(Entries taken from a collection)
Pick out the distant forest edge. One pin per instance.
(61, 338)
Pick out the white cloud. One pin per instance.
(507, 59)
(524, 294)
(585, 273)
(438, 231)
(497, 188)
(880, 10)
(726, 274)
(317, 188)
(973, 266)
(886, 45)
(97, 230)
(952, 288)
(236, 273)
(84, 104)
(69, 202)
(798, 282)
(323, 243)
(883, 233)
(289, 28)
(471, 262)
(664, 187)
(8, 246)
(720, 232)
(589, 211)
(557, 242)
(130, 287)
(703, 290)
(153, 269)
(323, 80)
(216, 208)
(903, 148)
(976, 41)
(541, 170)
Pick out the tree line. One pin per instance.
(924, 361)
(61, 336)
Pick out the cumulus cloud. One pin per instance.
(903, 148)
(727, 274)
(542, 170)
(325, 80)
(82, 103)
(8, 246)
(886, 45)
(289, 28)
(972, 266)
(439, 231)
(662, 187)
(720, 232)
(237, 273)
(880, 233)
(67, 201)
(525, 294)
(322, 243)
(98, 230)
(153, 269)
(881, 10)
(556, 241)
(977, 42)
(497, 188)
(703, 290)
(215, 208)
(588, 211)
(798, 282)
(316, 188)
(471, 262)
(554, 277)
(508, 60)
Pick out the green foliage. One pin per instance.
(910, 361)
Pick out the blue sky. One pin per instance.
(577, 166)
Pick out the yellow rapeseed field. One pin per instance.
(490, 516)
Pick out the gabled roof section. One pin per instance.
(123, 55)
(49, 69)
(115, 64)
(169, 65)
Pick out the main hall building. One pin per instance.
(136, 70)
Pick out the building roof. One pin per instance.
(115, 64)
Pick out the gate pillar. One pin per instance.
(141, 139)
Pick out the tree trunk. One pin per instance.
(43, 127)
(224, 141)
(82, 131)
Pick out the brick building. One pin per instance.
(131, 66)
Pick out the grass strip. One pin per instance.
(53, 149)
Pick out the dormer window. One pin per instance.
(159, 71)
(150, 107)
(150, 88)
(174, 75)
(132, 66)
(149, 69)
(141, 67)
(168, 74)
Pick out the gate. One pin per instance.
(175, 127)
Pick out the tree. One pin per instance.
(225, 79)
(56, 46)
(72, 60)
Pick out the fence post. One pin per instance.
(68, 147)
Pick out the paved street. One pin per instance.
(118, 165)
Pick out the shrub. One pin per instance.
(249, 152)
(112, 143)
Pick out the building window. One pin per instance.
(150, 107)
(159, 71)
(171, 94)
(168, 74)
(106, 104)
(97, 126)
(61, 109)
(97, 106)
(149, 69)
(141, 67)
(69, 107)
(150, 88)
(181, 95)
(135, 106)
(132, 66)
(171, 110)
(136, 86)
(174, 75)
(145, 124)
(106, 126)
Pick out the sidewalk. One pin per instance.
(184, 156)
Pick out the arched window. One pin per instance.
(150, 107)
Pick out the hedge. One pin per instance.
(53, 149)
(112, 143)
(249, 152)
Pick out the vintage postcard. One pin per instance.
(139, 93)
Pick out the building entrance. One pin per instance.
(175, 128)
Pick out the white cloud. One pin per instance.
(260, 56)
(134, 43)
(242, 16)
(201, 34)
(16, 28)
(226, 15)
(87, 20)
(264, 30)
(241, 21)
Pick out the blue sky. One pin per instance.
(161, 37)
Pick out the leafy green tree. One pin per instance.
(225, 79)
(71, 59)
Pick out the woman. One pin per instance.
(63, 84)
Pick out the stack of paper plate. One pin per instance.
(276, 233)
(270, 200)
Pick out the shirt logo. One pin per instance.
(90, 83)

▶ [Problem details]:
Please set down the whole listing above without altering a single line.

▶ [Result of this exercise]:
Pick out the distant forest edge. One pin per instance.
(61, 338)
Pick out the white cloud. One pin per instance.
(507, 59)
(524, 294)
(585, 273)
(438, 231)
(497, 188)
(880, 10)
(726, 274)
(317, 188)
(973, 266)
(886, 45)
(97, 230)
(952, 288)
(236, 273)
(84, 104)
(69, 202)
(798, 282)
(323, 243)
(883, 233)
(289, 28)
(471, 262)
(664, 187)
(8, 246)
(720, 232)
(589, 211)
(557, 242)
(130, 287)
(703, 290)
(153, 269)
(323, 80)
(216, 208)
(903, 148)
(976, 41)
(541, 170)
Pick out the tree line. One pin per instance.
(924, 361)
(61, 336)
Pick out the cumulus cloud. One pin per instance.
(903, 148)
(727, 274)
(542, 170)
(325, 80)
(82, 103)
(8, 246)
(886, 45)
(289, 28)
(972, 266)
(439, 231)
(662, 187)
(720, 232)
(237, 273)
(880, 233)
(67, 201)
(525, 294)
(322, 243)
(98, 230)
(153, 269)
(881, 10)
(556, 241)
(977, 42)
(497, 188)
(703, 290)
(215, 208)
(588, 211)
(798, 282)
(316, 188)
(471, 262)
(554, 277)
(508, 60)
Pick out the green foliage. One pin per instance.
(910, 361)
Pick out the blue sky. One pin per instance.
(577, 166)
Pick out the yellow rapeseed field. One pin per instance.
(490, 516)
Pick out the gabled roof section. One pin per instance.
(123, 55)
(49, 69)
(115, 64)
(169, 65)
Pick out the main hall building. One pin per instance.
(136, 70)
Pick out the building roof. One pin per instance.
(115, 64)
Pick out the gate pillar. One pin per instance.
(141, 139)
Pick out the tree trunk. One pin per instance.
(43, 127)
(224, 141)
(82, 131)
Pick out the brick building. One pin per instance.
(131, 66)
Pick out the grass strip. One pin per instance.
(53, 149)
Pick out the dormer window. One pin per instance.
(159, 71)
(150, 107)
(150, 88)
(174, 75)
(132, 66)
(149, 69)
(141, 67)
(168, 74)
Pick out the gate. One pin per instance.
(175, 127)
Pick out the tree. One pin per instance.
(225, 79)
(56, 46)
(72, 60)
Pick out the fence post. One pin per instance.
(68, 147)
Pick out the paved street. One pin per instance.
(118, 165)
Pick out the shrub. One pin per instance.
(249, 152)
(112, 143)
Pick out the building window. One pin per instance.
(150, 107)
(159, 71)
(171, 94)
(168, 74)
(106, 104)
(97, 126)
(61, 109)
(97, 106)
(149, 69)
(141, 67)
(69, 107)
(150, 88)
(181, 95)
(135, 106)
(132, 66)
(171, 110)
(136, 86)
(174, 75)
(145, 124)
(106, 126)
Pick out the sidewalk. One pin per instance.
(184, 156)
Pick out the arched window. One pin per instance.
(150, 107)
Pick out the hedge. One pin per instance.
(53, 149)
(112, 143)
(249, 152)
Pick out the vintage postcard. One pin per instance.
(139, 93)
Pick out the building entrance. One pin per instance.
(175, 128)
Pick out the white cloud. One pin per instance.
(260, 56)
(134, 43)
(242, 16)
(201, 34)
(16, 28)
(226, 15)
(87, 20)
(264, 30)
(241, 21)
Pick out the blue sky. One pin per instance.
(161, 37)
Pick out the leafy green tree. One pin per instance.
(225, 79)
(71, 59)
Pick out the woman. One pin per instance.
(63, 84)
Pick out the stack of paper plate. One pin per instance.
(276, 233)
(270, 200)
Pick out the shirt logo. One pin per instance.
(90, 83)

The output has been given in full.